• Task inputs
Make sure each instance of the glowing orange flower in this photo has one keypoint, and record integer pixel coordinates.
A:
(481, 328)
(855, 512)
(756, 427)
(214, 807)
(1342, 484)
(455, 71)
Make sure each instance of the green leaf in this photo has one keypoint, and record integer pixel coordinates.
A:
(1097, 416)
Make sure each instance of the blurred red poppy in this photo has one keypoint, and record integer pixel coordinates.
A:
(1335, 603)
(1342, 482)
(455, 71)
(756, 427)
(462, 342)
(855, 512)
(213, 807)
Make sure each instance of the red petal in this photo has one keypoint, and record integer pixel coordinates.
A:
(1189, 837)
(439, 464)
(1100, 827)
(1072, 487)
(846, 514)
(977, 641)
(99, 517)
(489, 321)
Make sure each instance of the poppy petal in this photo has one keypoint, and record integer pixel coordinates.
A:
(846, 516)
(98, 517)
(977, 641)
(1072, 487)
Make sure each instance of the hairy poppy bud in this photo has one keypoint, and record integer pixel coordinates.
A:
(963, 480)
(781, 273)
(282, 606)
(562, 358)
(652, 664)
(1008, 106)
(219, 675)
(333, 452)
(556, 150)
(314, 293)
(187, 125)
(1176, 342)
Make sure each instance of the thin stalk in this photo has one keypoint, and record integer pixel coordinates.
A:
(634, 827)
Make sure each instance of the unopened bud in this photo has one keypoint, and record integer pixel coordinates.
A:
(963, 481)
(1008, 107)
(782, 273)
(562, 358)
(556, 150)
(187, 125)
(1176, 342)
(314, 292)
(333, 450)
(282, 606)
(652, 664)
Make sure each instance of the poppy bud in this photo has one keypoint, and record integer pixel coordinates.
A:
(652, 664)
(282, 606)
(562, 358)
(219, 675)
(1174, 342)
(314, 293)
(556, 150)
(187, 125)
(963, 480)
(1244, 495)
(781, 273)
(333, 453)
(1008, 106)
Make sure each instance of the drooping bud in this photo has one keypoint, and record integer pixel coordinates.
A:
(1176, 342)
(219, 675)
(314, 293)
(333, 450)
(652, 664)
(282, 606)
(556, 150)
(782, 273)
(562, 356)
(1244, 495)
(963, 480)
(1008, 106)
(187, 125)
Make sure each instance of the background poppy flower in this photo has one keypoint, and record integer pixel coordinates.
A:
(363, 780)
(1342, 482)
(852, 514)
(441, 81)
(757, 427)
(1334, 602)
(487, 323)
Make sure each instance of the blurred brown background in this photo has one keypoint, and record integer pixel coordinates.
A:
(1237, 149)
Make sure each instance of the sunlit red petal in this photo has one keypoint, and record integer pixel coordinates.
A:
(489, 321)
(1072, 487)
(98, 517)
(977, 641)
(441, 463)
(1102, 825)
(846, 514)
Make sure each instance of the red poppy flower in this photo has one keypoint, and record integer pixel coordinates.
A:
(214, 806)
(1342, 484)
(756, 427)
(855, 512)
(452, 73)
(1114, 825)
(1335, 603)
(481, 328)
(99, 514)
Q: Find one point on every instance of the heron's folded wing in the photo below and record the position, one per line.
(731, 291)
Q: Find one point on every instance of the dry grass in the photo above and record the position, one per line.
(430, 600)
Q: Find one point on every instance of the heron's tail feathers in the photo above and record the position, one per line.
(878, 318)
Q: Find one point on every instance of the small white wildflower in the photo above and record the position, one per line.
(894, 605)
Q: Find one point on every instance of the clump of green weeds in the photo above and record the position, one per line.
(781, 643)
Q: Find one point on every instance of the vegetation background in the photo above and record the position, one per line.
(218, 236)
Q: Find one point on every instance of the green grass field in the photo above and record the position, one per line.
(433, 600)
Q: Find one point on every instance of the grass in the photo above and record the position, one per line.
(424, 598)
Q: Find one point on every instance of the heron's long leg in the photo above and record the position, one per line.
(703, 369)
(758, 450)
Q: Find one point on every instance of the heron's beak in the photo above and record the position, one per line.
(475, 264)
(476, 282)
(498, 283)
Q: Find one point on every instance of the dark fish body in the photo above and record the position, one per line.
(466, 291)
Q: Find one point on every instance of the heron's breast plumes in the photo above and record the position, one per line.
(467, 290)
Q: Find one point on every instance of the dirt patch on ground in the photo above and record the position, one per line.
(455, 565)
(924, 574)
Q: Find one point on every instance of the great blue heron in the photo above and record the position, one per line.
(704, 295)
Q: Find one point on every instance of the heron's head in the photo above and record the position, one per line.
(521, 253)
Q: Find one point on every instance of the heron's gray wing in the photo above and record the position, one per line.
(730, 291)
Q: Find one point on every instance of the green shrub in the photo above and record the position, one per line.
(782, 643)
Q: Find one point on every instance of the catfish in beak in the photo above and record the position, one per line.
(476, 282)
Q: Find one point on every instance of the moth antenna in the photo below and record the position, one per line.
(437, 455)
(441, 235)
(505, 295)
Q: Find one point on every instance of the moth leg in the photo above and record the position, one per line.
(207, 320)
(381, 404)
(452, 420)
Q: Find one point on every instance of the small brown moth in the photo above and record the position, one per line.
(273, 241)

• What you should do
Throughout the data above, count the lines where the word "blurred" occurs, and report that figure alone.

• Task solution
2